DIY projects have been growing in popularity for years, helping people save money and have fun decorating their homes. Some online sites are dedicated to many projects that are affordable and easy to do as gifts and for yourself. For the crafty individual, DIY plans can be a bonding experience with your children and friends. If you are a trained professional such as a mechanic, side jobs can become lucrative after work or on weekends assisting people to fix their vehicles for cash work. It helps save your loved one’s labor costs and gives you extra spending money in your pocket. You may not be a certified professional but have a knack to be good at it. Welding, for example, can become dangerous physically without proper training or equipment. What seems to be a harmless Saturday afternoon hobby can quickly become a trip to the ER. Here is why you should consider the precautions before a DIY welding project.

DIY projects can assist you to cut back on costs to your home or business home done carefully and properly. In 2016 when asked if they planned on DIY projects to save money, 65 percent of homeowners answered yes. With instructional videos on Youtube and publications such as Home and Gardens, professionals give tips and how-to videos from container gardening to re-roofing a home. Certain jobs such as vehicle repairs or building with steel and other metals may require the use of welding materials. Some artists work with welding material to create structural art and sculptures. Even if the work seems easy enough for you to conquer, there are some welding safety issues you should consider. Unless you are a professional welder with a workshop set up at home properly, you should acquire welding services of trained professionals. 

Welding consists of joining thermoplastics or metal by the use of high heat from, for example, lasers, spot welding, and electron beam welding. Small metal shavings can cling onto clothing and be transferred without knowing it. Irritation to the skin can occur, however, eye problems can result in the lack of care after working with welding materials. If shavings enter the eyes (especially at high speeds) they can scratch or tear the cornea and cause damage and even blindness. Welders at workwear safety equipment such as goggles, welding masks, and heavy leather gloves and clothing to protect their skin and eyes. Flash burn, also referred to as arc eye, is a common eye injury during welding if the right head and eye gear aren’t worn. It’s like having a sunburn in your eyes and can create similar issues. Within a few hours of exposure, your eyes begin to get red, they begin to tear, get blurry, and pain from the flash exposure. Your doctor may prescribe numbing eye drops and an exam to check if any permanent damage happened. Flash burn usually goes away on its own with proper care and treatment from an eye specialist like an ophthalmologist. Foreign matter in the eyes can come out and only causing temporary discomfort or pain. In some cases, you can develop endophthalmitis which is an infection caused by foreign objects in the eye. This can lead to blindness and if your discomfort isn’t going away, seek medical attention immediately.

Whether you are a weekend warrior or weld for a living, accidents and oversights can occur. The importance of an eye exam after you have been subjected to flash burn or other bright lights during welding is crucial for healthy sight. A good idea might be taking some safety courses and educating yourself on the basics of welding before transforming your garage into a welding space. If you are completely set on welding for a DIY project at home, discuss with a professional to cover all your safety bases.

• **Data provided**:
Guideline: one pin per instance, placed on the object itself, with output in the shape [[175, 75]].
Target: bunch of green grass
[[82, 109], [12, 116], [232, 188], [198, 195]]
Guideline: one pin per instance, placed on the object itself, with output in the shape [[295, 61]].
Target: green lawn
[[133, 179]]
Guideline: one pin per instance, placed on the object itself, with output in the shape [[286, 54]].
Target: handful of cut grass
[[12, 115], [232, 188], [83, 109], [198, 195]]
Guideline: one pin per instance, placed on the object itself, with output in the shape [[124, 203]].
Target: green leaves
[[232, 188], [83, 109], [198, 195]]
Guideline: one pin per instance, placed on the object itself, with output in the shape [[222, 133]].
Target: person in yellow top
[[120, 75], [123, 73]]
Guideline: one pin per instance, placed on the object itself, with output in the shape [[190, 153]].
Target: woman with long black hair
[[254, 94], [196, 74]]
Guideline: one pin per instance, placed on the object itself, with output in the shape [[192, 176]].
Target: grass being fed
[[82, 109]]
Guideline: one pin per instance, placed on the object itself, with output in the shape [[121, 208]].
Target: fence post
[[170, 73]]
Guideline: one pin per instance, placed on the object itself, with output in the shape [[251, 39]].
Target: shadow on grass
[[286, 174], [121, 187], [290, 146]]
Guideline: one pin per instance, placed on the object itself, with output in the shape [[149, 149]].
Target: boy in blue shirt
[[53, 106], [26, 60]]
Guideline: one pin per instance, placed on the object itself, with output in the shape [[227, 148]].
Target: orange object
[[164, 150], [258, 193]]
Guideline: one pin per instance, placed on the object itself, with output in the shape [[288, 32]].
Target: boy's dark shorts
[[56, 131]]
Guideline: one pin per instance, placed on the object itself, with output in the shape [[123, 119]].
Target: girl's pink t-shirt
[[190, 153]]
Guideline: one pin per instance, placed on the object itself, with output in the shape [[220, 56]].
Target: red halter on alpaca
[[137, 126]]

• **Exercise directions**: Copy the DIY welding safety passage word for word from "Whether you are" to "your safety bases.".

• **Answer below**:
Whether you are a weekend warrior or weld for a living, accidents and oversights can occur. The importance of an eye exam after you have been subjected to flash burn or other bright lights during welding is crucial for healthy sight. A good idea might be taking some safety courses and educating yourself on the basics of welding before transforming your garage into a welding space. If you are completely set on welding for a DIY project at home, discuss with a professional to cover all your safety bases.